--- THE RECORDS Enclosed Below ---

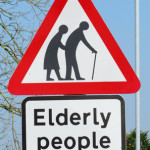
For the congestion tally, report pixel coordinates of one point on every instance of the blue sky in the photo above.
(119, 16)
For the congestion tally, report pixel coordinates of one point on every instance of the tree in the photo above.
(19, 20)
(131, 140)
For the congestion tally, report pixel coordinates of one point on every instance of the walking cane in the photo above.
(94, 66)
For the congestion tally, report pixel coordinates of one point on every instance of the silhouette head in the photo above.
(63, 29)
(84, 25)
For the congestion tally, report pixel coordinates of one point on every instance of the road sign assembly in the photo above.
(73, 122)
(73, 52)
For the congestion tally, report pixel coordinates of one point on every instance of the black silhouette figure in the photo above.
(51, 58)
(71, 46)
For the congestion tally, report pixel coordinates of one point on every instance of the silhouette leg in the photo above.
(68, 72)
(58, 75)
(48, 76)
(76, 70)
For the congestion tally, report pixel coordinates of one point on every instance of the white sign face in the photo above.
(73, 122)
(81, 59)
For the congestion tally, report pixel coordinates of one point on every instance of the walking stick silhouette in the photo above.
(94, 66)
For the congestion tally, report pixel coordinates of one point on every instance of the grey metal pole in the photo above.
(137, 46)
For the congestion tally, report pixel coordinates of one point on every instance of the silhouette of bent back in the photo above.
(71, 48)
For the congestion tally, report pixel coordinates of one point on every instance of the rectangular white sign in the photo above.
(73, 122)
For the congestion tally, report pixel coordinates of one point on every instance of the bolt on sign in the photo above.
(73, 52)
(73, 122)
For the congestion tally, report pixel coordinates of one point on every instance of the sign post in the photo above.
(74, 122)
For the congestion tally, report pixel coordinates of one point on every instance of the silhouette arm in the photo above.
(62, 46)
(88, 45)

--- End of Enclosed THE RECORDS ---
--- THE RECORDS Enclosed Below ---

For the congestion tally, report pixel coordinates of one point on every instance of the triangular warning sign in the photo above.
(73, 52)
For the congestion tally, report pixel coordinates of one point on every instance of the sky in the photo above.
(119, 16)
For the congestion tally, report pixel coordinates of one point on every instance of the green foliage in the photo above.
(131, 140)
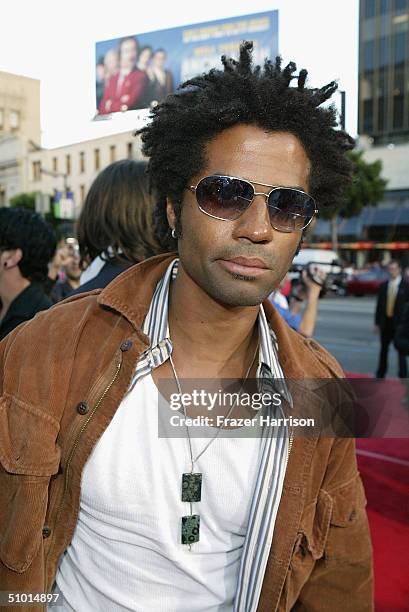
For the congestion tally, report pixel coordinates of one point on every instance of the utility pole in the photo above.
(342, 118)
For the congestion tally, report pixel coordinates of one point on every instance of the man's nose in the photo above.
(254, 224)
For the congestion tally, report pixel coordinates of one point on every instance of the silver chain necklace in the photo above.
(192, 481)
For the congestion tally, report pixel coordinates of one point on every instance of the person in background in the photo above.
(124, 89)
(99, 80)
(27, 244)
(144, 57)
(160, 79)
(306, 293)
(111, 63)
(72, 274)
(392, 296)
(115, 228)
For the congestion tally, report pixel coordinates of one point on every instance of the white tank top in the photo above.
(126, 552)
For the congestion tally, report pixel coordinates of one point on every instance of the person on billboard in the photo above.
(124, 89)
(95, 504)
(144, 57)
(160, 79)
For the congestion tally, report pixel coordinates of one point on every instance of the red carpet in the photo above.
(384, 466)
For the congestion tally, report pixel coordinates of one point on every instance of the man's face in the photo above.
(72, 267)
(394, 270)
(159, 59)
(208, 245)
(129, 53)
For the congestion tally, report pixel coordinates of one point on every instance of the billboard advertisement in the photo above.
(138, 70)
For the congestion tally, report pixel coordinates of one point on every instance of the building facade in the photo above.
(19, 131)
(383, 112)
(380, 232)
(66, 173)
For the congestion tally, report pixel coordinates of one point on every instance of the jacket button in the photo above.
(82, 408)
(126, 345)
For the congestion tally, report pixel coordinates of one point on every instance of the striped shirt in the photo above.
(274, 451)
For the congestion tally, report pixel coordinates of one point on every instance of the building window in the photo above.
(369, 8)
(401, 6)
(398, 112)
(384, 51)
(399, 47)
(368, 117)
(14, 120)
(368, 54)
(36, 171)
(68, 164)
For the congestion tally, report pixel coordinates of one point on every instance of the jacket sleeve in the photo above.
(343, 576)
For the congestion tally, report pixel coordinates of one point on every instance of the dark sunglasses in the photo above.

--- End of Enclosed THE RECORDS ---
--- THE RECORDS Enclosed Below ---

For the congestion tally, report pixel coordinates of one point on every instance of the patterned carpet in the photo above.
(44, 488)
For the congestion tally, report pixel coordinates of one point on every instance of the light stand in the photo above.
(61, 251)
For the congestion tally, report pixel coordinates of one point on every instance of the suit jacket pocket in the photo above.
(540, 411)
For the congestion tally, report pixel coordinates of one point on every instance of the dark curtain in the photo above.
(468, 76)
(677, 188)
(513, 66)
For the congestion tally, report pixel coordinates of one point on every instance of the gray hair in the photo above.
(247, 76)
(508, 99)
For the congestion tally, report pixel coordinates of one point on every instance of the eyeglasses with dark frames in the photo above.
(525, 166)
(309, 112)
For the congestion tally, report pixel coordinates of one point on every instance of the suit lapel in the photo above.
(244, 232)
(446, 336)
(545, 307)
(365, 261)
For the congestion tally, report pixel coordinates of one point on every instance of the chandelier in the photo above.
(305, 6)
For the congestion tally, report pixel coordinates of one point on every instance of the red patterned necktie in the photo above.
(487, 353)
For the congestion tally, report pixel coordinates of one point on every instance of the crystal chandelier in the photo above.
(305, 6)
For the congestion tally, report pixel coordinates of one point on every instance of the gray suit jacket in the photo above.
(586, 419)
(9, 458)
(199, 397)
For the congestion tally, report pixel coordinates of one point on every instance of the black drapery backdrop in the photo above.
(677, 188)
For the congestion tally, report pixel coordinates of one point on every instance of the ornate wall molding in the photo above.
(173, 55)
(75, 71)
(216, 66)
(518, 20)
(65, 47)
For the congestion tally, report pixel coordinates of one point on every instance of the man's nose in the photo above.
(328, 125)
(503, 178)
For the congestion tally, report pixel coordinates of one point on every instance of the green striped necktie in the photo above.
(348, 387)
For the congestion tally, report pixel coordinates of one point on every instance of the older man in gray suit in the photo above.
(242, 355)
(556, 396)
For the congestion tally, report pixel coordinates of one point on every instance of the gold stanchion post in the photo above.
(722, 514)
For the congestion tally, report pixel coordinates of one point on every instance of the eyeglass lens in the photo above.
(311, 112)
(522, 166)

--- End of Enclosed THE RECORDS ---

TASK ITEM: From the entries above, extract only the lines running from the one containing "window in the photo above." through the one containing "sunglasses in the photo above.", inclusive.

WRITTEN RESPONSE:
For the congestion tally, report pixel coordinates of one point on every instance of the building window in the photo above.
(369, 8)
(401, 6)
(398, 112)
(384, 51)
(399, 47)
(368, 117)
(14, 120)
(368, 54)
(36, 171)
(68, 164)
For the congestion tally, report pixel coordinates of one point on every instance of the jacket sleeve in the photo above.
(343, 576)
For the congestion tally, report pixel coordinates of one point on every instance of the dark sunglasses in the photo above.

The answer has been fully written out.